= Texte présenté =

━━━━━━

Lorsque Hérodote raconte ce que lui ont dit les Barbares chez lesquels il a voyagé, il raconte des sottises ; et c’est ce que font la plupart de nos voyageurs : aussi n’exige-t-il pas qu’on le croie, quand il parle de l’aventure de Gigès et de Candaule ; d’Arion porté sur un dauphin ; et de l’oracle consulté pour savoir ce que faisait Crésus, qui répondit qu’il faisait cuire alors une tortue dans un pot couvert ; et du cheval de Darius qui, ayant henni le premier de tous, déclara son maître roi ; et de cent autres fables propres à amuser des enfants, et à être compilées par des rhéteurs : mais quand il parle de ce qu’il a vu, des coutumes des peuples qu’il a examinées, de leurs antiquités qu’il a consultées, il parle alors à des hommes.
« Il semble, dit-il au livre d’Euterpe, que les habitants de la Colchide sont originaires d’Egypte : j’en juge par moi-même plutôt que par ouï-dire ; car j’ai trouvé qu’en Colchide on se souvenait bien plus des anciens Egyptiens, qu’on ne se ressouvenait des anciennes coutumes de Colchos en Egypte.

━━━━━━

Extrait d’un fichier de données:
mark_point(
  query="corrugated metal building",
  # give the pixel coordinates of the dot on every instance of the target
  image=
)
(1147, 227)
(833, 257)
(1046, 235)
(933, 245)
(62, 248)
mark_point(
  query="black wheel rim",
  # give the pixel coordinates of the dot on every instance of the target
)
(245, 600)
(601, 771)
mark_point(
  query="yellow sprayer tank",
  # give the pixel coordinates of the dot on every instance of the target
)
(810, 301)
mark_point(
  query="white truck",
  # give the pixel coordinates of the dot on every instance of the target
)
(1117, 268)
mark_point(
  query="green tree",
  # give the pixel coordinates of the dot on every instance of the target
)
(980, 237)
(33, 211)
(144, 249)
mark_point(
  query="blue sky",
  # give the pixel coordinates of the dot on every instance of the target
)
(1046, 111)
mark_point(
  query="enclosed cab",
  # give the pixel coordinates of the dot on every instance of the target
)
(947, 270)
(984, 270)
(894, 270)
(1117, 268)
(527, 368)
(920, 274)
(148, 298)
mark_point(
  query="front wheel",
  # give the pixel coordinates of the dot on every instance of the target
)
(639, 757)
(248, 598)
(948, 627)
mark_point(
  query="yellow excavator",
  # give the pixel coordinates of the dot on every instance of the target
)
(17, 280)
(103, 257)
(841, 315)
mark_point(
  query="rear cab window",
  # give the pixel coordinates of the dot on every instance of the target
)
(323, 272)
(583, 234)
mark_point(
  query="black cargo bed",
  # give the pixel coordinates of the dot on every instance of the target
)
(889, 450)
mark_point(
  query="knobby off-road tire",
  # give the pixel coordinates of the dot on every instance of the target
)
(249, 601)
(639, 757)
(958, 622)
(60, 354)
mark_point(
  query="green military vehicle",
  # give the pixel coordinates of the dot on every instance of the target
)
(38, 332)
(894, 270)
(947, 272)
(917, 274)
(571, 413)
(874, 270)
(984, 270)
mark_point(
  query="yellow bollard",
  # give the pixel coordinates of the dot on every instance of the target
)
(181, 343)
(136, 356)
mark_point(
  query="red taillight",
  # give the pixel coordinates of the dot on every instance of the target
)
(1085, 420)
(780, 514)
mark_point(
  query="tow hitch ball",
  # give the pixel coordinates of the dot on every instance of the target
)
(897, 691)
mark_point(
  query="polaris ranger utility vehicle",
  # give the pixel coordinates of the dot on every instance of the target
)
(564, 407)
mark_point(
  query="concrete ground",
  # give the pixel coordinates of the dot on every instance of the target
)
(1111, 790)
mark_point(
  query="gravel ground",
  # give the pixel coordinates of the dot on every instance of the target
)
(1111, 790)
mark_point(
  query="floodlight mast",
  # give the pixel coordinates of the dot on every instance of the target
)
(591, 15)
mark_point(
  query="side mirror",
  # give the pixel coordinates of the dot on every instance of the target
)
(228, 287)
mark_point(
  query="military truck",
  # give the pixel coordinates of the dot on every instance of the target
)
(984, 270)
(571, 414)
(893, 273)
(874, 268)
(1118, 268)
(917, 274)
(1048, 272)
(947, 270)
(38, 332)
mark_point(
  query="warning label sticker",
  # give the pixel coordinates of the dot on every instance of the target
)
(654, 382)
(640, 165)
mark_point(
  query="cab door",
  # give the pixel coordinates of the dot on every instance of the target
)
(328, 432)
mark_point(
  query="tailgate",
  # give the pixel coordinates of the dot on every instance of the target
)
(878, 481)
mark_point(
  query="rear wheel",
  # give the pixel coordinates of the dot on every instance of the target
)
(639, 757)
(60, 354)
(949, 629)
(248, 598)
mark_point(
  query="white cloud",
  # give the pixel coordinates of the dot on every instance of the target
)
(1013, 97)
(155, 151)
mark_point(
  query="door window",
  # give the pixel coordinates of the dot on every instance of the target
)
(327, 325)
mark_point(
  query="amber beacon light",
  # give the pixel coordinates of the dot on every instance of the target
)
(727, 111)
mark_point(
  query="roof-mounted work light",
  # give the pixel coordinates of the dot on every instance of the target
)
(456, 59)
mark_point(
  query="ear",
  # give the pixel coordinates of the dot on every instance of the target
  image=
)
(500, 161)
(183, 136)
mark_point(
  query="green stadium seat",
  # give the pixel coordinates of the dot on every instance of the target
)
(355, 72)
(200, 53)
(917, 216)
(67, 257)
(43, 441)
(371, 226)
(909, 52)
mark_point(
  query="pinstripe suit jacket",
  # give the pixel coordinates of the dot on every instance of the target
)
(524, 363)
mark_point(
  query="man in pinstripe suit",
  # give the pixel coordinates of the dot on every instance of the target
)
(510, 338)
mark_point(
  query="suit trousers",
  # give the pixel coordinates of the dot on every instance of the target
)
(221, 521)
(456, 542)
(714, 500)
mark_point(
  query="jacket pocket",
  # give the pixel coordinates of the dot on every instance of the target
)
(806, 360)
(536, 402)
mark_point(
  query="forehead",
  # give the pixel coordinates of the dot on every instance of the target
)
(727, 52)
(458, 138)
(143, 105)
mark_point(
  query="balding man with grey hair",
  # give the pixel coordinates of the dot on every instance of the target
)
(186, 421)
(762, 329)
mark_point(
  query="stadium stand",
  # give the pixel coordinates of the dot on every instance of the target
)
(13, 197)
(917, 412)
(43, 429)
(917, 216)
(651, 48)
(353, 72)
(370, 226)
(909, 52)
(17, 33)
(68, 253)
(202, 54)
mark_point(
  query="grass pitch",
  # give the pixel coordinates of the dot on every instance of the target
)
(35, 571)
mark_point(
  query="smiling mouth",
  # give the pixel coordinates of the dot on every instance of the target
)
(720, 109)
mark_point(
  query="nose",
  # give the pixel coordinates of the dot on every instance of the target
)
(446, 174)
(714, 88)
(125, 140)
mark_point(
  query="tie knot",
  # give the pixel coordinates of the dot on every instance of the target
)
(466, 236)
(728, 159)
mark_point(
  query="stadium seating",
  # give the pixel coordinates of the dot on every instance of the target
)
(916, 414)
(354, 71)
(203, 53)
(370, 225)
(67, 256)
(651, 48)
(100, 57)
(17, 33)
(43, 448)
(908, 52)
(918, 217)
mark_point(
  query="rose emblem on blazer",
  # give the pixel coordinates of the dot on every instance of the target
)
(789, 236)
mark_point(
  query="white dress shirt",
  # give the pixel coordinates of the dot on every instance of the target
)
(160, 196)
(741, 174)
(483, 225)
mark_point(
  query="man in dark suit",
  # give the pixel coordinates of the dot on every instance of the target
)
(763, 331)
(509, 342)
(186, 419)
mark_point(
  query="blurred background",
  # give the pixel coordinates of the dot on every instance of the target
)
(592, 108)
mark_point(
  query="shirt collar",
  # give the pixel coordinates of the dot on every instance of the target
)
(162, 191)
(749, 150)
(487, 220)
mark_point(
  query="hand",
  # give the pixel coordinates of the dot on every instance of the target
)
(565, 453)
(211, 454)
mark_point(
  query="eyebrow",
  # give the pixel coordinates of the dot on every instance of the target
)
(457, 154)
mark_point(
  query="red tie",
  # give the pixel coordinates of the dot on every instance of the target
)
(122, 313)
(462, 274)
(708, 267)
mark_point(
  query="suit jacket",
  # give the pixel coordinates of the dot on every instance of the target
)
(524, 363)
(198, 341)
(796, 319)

━━━━━━

= Consigne écrite =
Pour chacune des affirmations suivantes, indiquez par oui ou par non si elle concorde avec le texte sur Hérodote, en citant mot pour mot le passage qui tranche. (a) Hérodote n’exige pas qu’on le croie lorsqu’il parle de l’aventure de Gigès et de Candaule. (b) L’oracle répondit que Crésus faisait alors cuire un poisson. (c) Hérodote dit juger de l’origine des habitants de la Colchide par ouï-dire plutôt que par lui-même. Seul le texte sert de référence.

= Corrigé =
(a) Oui : « aussi n’exige-t-il pas qu’on le croie, quand il parle de l’aventure de Gigès et de Candaule ».
(b) Non : « il faisait cuire alors une tortue dans un pot couvert ».
(c) Non : « j’en juge par moi-même plutôt que par ouï-dire ».